> _SELECTED EXTRACT_
## Begin

The past week was a nightmare for wireless users in Pakistan. The blackout of cell phone communications in most parts of the country affected not only the GSM and CDMA based mobile and SMS communications, but also major business houses, banks, multinational corporations and their remote camps using PTCL wireless and internet wireless connections. Travellers using ATMs were caught off guard without money. The entire quality of life was disrupted in one sense or another. Communication companies and value added service providers lost millions and accordingly, the government much needed revenues.

Perhaps, the worst affected were the tablet users of Android, Apple and Blackberry, who had long ago packed away their laptops for these slim, smart and convenient mode of communications and documentation. A senior citizen commenting on Facebook summarised the misery by posting, “the two most miserable days of my life. I could not talk and could not go out.” Though his first contention pertains to the prolonged radio silence, the second spells the insecurity in the daily chores of life wherein a convenient tool of technology has become a nightmare in the hands of assassins. But then the same is the case of a knife and the hand that uses it.

## End

> _REQUIRED WORK_
**a.** In the passage on Pakistan's wireless blackout, which users does the writer say were probably hit hardest?
**b.** Carry on the passage about Pakistan's wireless blackout from its last sentence, in the same voice.

> _DATA PROVIDED_
## Begin

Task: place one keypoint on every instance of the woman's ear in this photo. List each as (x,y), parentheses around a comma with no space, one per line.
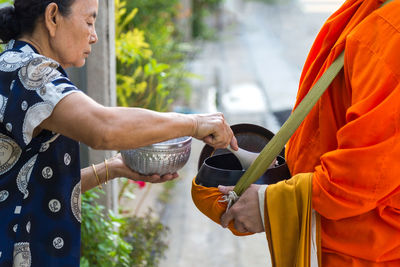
(51,17)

## End

> _ANSWERS TO THE EXERCISE_
**a.** Tablet users of Android, Apple and Blackberry, who had long since put away their laptops for these devices.

**b.**
So who has failed? Are the service providers, who earn billions to be blamed or the Pakistan Telecommunications Authority (PTA) warrants accountability for its lack of professionalism, enforcement and sheer neglect allowing a free for all whale-feeding frenzy on the dying carcass of a nation that refuses to succumb?

Cellular communications and internet were introduced internationally around 17 years ago. Though at that time, the two were distinct and different technologies, they soon fused to form an information marvel through the use of microprocessors and information highway. Apple, Blackberry and Google have been at the front of this revolution. At the same time, these technologies have been invasive, eavesdropping on patterns, contents, locations and lifestyles through GPRS, communication towers, interception equipment and data processing.

The developed countries were quick to enact and affect regulatory bodies to oversee this exponential development to track criminals and crimes. While countries like Pakistan plagued by kickback greed, lack of regulatory vision and propensity to pass on the buck are now hostage to criminalisation of this technology. Lacking a systems approach, vision and dedication, the communication cartels of Pakistan in cahoots with the federal communication gurus have left the country in a perpetual state of fear and terror. The entire country is now hostage to a phenomenon that was and remains avoidable.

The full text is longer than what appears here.